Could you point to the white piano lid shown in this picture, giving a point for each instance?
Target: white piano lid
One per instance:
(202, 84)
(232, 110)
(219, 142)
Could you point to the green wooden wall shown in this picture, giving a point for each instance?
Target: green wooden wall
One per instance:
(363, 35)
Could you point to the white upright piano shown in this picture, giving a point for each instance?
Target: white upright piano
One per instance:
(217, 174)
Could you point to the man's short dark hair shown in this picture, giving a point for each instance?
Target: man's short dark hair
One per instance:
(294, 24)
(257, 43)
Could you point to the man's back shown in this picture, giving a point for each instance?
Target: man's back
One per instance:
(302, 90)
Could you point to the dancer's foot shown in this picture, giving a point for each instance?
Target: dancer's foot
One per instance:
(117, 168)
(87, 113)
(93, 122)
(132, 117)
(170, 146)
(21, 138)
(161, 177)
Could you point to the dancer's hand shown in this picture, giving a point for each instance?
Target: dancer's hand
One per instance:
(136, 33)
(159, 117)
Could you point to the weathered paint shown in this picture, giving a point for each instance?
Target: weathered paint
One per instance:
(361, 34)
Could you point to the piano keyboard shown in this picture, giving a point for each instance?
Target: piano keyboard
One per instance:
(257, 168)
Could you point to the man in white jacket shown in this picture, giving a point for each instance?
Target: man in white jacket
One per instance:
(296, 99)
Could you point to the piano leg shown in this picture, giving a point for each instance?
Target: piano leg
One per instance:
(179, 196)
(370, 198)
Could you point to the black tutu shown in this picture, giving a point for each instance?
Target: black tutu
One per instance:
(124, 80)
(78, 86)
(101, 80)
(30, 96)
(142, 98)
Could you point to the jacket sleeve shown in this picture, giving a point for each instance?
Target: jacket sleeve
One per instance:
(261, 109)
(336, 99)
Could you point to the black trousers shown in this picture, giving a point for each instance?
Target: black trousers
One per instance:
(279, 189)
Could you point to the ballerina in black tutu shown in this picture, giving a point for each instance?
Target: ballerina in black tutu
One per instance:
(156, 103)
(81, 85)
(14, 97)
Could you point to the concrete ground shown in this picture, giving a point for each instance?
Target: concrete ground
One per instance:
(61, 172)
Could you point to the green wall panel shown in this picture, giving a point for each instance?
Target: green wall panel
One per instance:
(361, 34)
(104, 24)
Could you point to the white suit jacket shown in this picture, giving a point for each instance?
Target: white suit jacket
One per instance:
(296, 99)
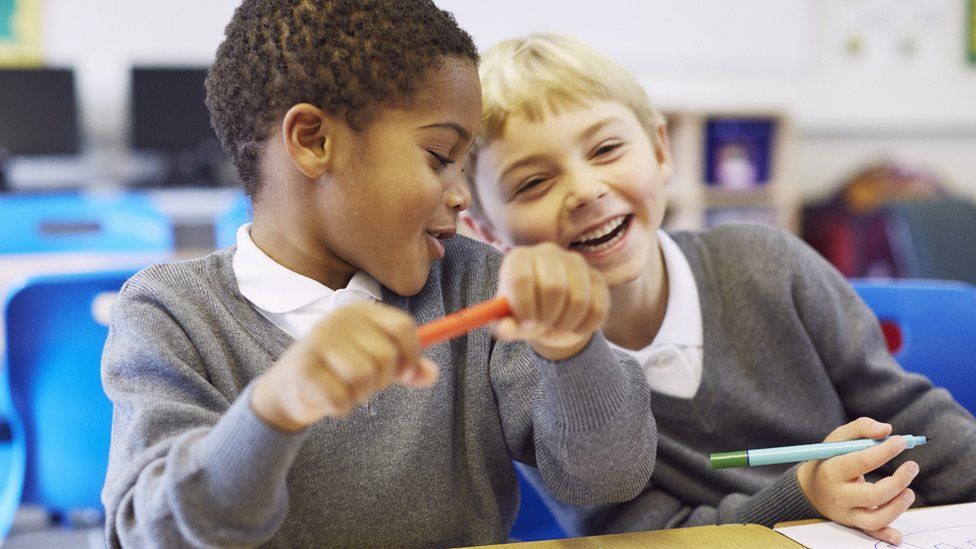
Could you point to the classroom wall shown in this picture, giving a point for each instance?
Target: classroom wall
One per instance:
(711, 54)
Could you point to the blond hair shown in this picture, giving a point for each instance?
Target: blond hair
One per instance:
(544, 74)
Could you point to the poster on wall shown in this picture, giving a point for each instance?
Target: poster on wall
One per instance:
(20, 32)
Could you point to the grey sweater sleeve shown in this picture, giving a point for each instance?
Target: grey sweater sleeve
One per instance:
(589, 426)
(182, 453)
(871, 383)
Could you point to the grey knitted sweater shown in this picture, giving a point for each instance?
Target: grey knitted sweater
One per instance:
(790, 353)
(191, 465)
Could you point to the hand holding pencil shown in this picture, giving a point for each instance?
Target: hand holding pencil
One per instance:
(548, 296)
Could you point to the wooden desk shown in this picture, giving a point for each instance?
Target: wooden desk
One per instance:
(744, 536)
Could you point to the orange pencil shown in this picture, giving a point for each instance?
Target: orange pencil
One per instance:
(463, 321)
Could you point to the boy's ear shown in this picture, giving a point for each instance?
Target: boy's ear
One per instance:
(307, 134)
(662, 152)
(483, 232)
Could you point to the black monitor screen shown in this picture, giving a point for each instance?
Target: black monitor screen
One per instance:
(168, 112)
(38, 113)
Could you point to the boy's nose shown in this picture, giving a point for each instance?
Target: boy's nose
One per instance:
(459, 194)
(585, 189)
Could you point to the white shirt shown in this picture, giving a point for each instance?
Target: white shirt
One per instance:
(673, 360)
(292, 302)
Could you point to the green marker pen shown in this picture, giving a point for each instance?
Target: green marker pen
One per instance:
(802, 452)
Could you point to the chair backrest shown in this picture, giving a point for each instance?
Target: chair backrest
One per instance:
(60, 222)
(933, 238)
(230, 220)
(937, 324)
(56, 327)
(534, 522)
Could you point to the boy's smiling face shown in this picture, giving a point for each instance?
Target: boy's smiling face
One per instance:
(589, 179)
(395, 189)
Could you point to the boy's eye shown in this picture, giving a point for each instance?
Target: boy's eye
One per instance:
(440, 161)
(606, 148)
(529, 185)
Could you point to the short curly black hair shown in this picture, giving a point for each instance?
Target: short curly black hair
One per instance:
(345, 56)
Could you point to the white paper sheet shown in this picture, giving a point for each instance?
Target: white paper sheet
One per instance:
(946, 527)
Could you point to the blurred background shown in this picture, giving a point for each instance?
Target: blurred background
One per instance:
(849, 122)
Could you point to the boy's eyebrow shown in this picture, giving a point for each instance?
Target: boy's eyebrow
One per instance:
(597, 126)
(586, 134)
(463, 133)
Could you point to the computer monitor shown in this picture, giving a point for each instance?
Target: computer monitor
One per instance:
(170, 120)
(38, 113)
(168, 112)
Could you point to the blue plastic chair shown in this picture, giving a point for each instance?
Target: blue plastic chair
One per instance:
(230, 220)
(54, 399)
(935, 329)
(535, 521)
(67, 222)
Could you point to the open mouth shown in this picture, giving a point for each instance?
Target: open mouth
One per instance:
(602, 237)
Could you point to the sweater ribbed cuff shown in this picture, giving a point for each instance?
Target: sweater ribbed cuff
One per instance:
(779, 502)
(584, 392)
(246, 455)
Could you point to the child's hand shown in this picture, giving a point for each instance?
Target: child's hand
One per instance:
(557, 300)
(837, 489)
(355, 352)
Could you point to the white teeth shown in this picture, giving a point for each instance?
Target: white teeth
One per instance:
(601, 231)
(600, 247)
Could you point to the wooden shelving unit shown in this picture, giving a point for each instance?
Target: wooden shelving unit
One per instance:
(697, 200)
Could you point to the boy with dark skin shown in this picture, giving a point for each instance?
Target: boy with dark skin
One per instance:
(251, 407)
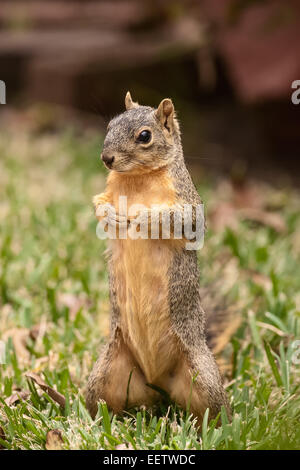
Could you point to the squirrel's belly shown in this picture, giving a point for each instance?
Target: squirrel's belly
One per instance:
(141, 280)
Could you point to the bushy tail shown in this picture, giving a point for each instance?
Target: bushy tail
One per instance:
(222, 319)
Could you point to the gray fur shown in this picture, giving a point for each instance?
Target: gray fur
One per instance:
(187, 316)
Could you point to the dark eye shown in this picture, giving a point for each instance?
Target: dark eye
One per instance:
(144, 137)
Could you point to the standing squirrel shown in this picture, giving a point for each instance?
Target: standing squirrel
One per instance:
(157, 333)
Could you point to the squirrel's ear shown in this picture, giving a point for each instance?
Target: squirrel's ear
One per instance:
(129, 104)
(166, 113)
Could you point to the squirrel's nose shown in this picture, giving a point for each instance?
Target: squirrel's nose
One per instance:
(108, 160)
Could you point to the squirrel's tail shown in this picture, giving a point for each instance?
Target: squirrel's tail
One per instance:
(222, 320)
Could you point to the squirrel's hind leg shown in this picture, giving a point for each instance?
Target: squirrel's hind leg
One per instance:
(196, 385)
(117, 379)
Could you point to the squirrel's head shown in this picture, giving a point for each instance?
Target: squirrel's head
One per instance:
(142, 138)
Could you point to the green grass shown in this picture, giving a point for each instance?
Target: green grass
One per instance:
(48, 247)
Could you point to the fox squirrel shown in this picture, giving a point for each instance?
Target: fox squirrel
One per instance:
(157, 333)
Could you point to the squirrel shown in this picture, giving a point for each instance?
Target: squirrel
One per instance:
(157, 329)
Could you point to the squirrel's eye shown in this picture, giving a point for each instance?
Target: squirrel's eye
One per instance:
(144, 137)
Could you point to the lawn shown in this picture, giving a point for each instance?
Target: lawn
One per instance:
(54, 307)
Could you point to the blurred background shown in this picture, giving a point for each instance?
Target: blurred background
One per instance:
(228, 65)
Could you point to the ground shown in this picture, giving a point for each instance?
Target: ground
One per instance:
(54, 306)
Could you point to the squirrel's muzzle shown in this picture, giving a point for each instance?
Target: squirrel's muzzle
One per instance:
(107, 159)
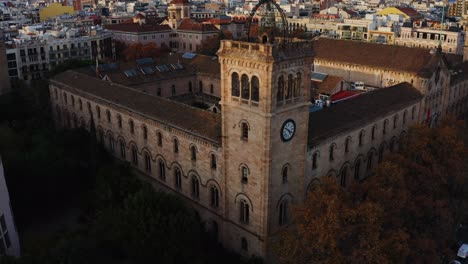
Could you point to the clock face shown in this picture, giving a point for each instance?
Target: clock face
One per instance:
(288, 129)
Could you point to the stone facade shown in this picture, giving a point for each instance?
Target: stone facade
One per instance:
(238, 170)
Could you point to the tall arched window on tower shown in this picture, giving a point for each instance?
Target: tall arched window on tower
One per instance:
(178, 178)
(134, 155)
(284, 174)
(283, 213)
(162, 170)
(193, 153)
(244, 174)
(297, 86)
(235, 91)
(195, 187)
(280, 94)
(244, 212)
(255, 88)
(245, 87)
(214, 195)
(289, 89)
...
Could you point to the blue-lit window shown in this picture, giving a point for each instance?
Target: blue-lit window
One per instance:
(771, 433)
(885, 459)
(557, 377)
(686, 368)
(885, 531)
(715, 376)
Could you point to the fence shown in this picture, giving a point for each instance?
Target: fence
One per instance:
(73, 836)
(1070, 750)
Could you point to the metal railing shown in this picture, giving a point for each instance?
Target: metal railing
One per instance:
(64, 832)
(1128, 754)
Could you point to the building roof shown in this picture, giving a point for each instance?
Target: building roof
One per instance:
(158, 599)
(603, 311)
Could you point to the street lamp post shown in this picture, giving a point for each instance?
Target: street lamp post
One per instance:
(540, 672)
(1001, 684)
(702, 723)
==
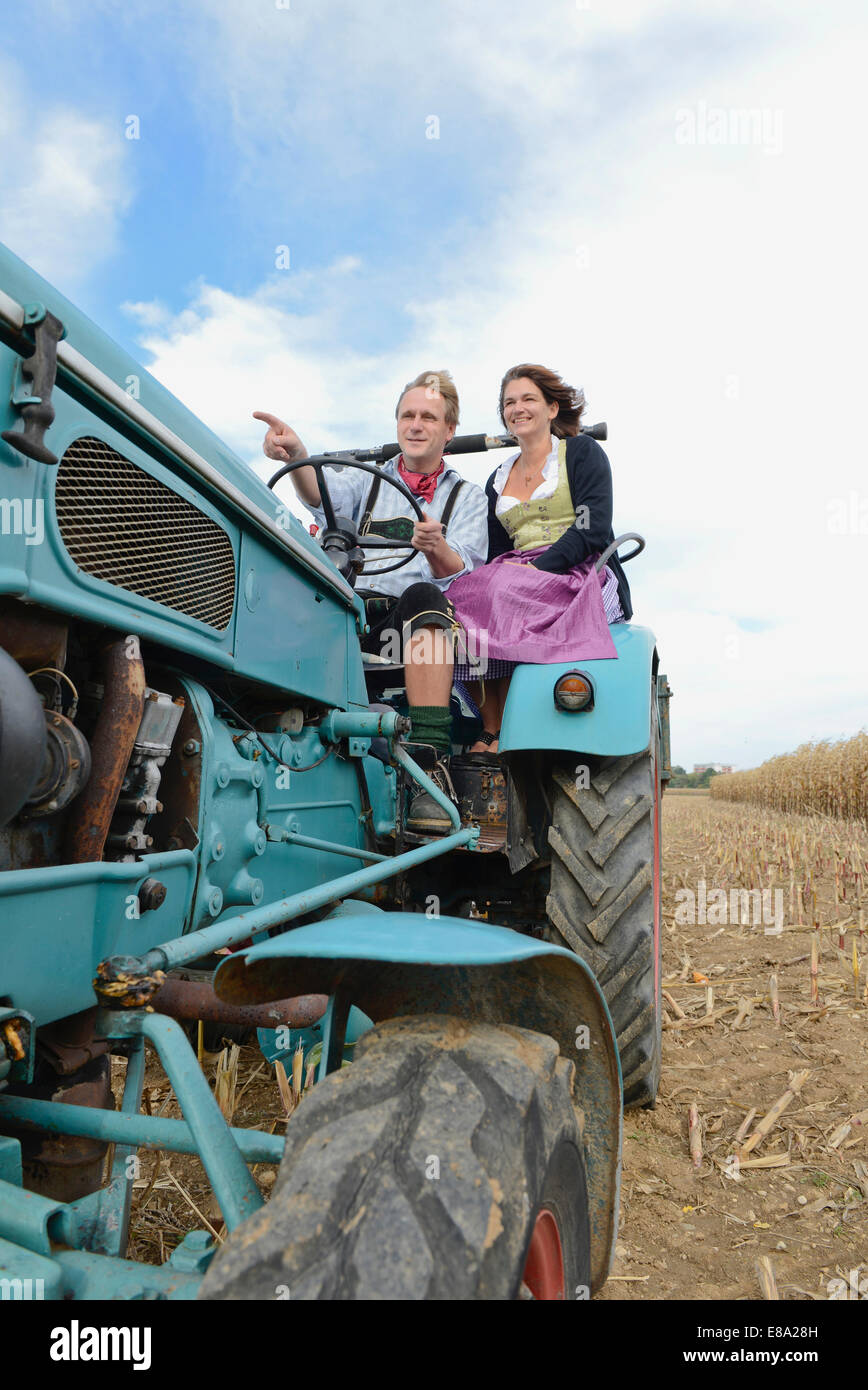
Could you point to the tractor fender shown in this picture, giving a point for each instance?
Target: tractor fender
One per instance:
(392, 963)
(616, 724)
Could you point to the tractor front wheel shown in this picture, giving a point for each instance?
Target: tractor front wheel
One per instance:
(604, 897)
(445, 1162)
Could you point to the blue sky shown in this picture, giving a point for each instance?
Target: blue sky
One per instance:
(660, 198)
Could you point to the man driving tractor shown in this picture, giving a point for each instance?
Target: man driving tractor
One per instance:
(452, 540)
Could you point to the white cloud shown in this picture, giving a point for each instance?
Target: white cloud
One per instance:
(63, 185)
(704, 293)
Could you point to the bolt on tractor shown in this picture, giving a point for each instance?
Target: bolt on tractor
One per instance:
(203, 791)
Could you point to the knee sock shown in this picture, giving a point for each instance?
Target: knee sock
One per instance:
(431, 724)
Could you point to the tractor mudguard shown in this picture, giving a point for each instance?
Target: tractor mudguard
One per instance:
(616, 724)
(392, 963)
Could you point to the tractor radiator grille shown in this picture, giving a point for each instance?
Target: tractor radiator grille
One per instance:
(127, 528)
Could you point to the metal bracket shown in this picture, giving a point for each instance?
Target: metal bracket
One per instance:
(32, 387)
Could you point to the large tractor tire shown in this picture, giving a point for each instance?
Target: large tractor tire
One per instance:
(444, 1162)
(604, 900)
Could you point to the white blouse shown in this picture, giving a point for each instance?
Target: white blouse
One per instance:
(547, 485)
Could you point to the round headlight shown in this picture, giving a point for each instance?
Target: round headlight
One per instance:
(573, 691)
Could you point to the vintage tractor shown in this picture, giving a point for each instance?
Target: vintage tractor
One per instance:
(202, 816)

• Objective: Count the lines in the items above that contain the string "green", treating uppercase and lowercase as different, and reply with only that number.

• Solution below: 8